(Exercício escrito 1): Identifique nos registos todas as linhas que contêm a palavra "terracotta" e copie-as.
──────── Excerto para ler ────────
É certo que há umas décadas atrás a lontra, nos meios da conservação, era um símbolo, não só pela espécie, mas pelo que se entendia que representava de boa qualidade das linhas de água, ao ponto de a Convenção de Berna (e o Conselho da Europa) a adoptar como logotipo e símbolo mas, em Portugal, nem nessa altura a lontra estava especialmente ameaçada, e muito menos está hoje, sendo uma espécie que vulgarmente se encontra mais ou menos em qualquer lado.
Perante a minha radical e expressiva oposição a que esta espécie estivesse numa lista de prioridades de conservação, a pergunta central que me fizeram não foi sobre a fundamentação da minha posição radical, mas se eu sabia quem a tinha incluído na lista.
Não sabia, nem hoje sei - o que aliás diz muito sobre a solidez institucional da lista, cuja autoria e fundamentação se considera irrelevante - e lembrei-me desta história a propósito do Data Center e das gémeas.
──────── Excertos dos registos ────────
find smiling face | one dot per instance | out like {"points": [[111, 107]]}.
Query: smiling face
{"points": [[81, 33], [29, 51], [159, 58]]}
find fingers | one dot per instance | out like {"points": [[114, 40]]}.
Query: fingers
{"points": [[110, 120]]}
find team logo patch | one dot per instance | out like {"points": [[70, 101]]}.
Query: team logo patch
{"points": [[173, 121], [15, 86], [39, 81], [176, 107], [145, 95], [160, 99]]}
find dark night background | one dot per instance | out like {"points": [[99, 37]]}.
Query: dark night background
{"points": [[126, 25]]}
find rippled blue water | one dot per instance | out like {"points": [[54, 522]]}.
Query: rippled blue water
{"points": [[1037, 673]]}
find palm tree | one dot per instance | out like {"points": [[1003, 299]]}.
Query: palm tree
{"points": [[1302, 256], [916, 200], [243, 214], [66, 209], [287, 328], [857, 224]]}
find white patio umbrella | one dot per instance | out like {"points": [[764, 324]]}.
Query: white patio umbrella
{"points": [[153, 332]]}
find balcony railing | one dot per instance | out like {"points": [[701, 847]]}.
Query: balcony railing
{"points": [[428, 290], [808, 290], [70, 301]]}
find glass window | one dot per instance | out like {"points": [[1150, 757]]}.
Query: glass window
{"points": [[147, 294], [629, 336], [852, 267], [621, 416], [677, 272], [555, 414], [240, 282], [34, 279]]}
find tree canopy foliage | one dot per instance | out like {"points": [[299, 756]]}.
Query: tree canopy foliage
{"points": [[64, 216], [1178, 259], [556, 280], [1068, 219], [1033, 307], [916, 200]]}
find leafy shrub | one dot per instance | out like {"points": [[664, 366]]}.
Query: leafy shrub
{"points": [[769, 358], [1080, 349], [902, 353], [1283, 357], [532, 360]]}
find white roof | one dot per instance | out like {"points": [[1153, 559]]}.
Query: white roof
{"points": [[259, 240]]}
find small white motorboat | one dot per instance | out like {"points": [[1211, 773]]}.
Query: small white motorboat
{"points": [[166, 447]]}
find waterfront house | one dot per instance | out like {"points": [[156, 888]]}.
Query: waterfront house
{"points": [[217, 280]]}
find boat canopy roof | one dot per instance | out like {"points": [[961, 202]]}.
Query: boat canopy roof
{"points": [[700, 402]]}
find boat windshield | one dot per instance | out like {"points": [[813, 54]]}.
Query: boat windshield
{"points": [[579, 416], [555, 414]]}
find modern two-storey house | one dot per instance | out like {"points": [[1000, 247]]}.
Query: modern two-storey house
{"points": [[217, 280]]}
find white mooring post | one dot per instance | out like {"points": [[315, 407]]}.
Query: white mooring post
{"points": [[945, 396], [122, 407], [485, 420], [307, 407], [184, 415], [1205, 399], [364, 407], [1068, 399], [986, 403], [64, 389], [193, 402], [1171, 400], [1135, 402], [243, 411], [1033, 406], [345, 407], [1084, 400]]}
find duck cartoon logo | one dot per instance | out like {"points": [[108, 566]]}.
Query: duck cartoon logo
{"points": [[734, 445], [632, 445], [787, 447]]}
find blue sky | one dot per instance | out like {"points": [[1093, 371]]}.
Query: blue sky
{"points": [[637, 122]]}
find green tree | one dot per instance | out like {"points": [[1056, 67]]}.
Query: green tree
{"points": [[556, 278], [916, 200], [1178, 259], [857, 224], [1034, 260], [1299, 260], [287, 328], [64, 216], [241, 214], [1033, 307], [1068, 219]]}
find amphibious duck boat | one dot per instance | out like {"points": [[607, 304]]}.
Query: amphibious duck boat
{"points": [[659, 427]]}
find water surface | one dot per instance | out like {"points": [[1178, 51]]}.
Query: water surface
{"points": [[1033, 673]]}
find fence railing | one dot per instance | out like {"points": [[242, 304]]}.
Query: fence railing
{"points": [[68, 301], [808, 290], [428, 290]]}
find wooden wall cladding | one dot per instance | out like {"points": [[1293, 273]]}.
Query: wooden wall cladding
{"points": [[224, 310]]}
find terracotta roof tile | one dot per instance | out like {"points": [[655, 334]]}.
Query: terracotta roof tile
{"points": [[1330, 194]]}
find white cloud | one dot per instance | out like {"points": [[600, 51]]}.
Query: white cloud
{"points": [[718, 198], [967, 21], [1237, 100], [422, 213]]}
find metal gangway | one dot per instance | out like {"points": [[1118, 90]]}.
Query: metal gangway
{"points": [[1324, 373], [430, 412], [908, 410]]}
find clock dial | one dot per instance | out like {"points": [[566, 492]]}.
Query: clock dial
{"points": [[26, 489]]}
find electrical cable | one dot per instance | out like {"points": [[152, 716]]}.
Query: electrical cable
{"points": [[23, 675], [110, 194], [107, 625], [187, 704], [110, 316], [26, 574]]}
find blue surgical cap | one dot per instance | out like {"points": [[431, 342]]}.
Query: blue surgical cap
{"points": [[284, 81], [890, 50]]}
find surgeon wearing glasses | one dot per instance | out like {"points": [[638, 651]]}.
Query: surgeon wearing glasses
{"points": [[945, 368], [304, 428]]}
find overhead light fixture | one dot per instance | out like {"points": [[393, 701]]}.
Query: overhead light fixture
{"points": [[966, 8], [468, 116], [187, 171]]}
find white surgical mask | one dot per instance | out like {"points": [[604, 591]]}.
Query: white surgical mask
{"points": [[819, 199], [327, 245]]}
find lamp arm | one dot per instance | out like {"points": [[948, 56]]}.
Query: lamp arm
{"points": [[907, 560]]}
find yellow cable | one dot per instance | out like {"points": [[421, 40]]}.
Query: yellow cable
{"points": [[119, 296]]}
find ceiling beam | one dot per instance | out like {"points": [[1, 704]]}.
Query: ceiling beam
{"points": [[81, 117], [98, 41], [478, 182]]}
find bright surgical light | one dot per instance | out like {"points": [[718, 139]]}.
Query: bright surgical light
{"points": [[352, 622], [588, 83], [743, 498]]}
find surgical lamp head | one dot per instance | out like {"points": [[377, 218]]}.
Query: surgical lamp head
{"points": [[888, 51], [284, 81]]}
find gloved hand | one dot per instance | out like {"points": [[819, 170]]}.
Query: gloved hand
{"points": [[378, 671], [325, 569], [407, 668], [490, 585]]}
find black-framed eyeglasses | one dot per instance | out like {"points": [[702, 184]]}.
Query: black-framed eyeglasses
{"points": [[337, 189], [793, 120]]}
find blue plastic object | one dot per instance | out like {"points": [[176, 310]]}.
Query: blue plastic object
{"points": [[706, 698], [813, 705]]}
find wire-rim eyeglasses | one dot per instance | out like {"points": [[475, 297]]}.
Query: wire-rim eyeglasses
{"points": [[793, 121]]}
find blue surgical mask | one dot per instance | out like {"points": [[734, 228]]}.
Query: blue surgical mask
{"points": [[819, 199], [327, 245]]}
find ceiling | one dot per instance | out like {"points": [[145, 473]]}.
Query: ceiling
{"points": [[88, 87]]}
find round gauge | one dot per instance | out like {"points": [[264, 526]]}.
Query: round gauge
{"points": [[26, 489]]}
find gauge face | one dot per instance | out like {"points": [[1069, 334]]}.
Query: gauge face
────────
(Exercício escrito 2):
Responda às perguntas seguintes com base no excerto sobre a lontra.
(a) Que entidades adotaram a lontra como logotipo e símbolo?
(b) Qual foi a pergunta central feita a quem escreve, perante a sua oposição à presença da espécie na lista?
(c) A propósito de que assunto foi recordada esta história?

(Resposta esperada 1):
find terracotta roof tile | one dot per instance | out like {"points": [[655, 334]]}.
Query: terracotta roof tile

(Resposta esperada 2):
(a) A Convenção de Berna e o Conselho da Europa.
(b) Se sabia quem tinha incluído a espécie na lista.
(c) A propósito do Data Center e das gémeas.